» **Passage**:
— start —
Here is a more detailed look at the area:
<imagedata fileref="figures/package-feeds.png" align="center" width="7in" depth="6in" />
</para>
<para>
Package feeds are an intermediary step in the build process.
BitBake generates packages whose type is defined by the
<link linkend='var-PACKAGE_CLASSES'><filename>PACKAGE_CLASSES</filename></link>
variable.
Before placing the packages into package feeds,
the build process validates them with generated output quality
assurance checks through the
<link linkend='ref-classes-insane'><filename>insane.bbclass</filename></link>
class.
</para>
<para>
The package feed area resides in
<filename>tmp/deploy</filename> of the Build Directory.
Folders are created that correspond to the package type
(IPK, DEB, or RPM) created.
Further organization is derived through the value of the
<link linkend='var-PACKAGE_ARCH'><filename>PACKAGE_ARCH</filename></link>
variable for each package.
For example, packages can exist for the i586 or qemux86
architectures.
The package files themselves reside within the appropriate
architecture folder.
</para>
<para>
BitBake uses the <filename>do_package_write_*</filename> task to
place generated packages into the package holding area (e.g.
<filename>do_package_write_ipk</filename> for IPK packages).
</para>
</section>
<section id='images-dev-environment'>
<title>Images</title>
<para>
The images produced by the OpenEmbedded build system
are compressed forms of the
root filesystems that are ready to boot on a target device.
You can see from the main
<link linkend='a-closer-look-at-the-yocto-project-development-environment'>Yocto Project Development Environment</link>
figure that BitBake output in part consists of images.
— end —
» **Brief A**:
In the package feeds passage, where does the package feed area reside?
» **Brief B**:
Does each of these statements agree with the package feeds passage? Answer yes or no, quoting the words from the passage that decide it. (i) Packages are validated before they are placed into package feeds. (ii) The package files themselves reside in a single shared folder, regardless of architecture. (iii) The images produced by the OpenEmbedded build system are uncompressed root filesystems.
» **Brief C**:
Echo the part of the package feeds passage that opens with the words containing "Folders are created" and closes with "architecture folder.".

» **Given records**:
— start —
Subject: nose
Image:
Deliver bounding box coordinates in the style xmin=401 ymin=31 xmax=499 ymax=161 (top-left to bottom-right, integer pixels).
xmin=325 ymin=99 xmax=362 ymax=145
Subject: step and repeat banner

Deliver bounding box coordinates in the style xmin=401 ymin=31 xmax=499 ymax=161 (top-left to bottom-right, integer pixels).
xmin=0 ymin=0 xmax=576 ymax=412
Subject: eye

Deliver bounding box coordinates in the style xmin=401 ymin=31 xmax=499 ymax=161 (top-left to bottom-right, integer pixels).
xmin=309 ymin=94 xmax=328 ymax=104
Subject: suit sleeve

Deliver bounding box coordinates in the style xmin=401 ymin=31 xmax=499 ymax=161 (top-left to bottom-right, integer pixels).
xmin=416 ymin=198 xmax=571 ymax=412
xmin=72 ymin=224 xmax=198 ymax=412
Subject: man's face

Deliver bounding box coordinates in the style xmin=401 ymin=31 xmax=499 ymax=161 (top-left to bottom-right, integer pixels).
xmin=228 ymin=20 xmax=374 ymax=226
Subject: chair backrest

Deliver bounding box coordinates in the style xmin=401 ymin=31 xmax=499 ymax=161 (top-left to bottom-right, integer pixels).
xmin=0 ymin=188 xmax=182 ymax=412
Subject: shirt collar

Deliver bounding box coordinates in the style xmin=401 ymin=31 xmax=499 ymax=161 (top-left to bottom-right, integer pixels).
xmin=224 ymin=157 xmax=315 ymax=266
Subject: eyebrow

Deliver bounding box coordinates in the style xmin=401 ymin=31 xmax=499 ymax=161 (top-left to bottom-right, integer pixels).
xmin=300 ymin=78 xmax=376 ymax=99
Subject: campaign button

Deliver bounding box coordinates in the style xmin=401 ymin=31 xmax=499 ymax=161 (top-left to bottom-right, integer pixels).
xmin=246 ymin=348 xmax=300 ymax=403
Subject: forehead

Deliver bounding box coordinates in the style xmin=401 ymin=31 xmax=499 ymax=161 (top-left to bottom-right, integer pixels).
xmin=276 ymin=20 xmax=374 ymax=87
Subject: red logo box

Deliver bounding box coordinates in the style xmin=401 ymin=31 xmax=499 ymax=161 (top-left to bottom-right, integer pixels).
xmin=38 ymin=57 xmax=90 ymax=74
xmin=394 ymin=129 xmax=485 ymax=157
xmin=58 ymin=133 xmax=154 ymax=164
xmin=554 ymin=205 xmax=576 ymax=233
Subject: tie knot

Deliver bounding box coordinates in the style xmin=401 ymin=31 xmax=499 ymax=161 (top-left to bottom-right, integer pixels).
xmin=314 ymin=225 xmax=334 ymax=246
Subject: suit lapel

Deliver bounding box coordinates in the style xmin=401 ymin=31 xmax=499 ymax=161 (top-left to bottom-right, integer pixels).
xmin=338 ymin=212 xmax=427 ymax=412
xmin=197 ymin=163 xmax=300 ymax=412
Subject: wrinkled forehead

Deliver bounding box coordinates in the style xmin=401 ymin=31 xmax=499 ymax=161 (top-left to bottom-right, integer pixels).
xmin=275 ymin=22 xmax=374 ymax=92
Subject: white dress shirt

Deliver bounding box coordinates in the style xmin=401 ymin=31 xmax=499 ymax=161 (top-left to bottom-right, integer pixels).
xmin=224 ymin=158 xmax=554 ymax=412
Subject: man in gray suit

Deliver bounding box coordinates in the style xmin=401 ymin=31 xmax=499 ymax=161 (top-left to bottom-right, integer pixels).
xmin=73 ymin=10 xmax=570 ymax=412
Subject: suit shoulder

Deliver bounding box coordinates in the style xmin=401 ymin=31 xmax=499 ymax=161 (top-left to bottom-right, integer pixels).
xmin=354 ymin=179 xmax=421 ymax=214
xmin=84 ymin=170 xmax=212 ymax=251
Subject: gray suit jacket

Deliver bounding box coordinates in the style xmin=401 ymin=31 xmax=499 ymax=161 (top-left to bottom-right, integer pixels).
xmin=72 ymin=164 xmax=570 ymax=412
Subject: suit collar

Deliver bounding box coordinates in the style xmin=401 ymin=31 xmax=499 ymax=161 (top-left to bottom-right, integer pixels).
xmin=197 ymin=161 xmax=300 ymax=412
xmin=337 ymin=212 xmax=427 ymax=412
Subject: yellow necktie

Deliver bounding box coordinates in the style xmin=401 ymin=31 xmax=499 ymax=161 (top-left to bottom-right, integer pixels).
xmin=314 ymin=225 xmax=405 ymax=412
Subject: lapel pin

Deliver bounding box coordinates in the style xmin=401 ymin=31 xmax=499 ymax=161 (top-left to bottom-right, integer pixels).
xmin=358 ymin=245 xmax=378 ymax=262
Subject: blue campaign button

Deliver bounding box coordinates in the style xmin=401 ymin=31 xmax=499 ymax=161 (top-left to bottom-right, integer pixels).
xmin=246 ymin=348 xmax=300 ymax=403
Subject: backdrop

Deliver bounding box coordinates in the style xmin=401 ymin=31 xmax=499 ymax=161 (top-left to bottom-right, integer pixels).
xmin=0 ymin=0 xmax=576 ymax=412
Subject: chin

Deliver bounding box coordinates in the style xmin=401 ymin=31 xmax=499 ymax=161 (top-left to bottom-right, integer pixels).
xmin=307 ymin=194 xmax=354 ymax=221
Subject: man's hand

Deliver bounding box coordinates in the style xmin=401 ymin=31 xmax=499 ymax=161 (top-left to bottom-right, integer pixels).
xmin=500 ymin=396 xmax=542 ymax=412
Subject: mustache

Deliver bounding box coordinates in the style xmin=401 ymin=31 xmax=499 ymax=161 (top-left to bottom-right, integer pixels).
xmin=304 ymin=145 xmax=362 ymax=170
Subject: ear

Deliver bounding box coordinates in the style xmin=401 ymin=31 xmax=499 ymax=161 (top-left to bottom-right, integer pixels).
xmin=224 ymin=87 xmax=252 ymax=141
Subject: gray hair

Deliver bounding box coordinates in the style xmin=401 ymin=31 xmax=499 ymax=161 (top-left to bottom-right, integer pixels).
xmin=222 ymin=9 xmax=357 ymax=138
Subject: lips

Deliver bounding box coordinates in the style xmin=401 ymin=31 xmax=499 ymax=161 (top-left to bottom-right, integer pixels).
— end —
» **Correct output A**:
It resides in tmp/deploy of the Build Directory.

» **Correct output B**:
(i) Yes: "Before placing the packages into package feeds, the build process validates them with generated output quality assurance checks"
(ii) No: "The package files themselves reside within the appropriate architecture folder."
(iii) No: "are compressed forms of the root filesystems that are ready to boot on a target device"

» **Correct output C**:
Folders are created that correspond to the package type
(IPK, DEB, or RPM) created.
Further organization is derived through the value of the
<link linkend='var-PACKAGE_ARCH'><filename>PACKAGE_ARCH</filename></link>
variable for each package.
For example, packages can exist for the i586 or qemux86
architectures.
The package files themselves reside within the appropriate
architecture folder.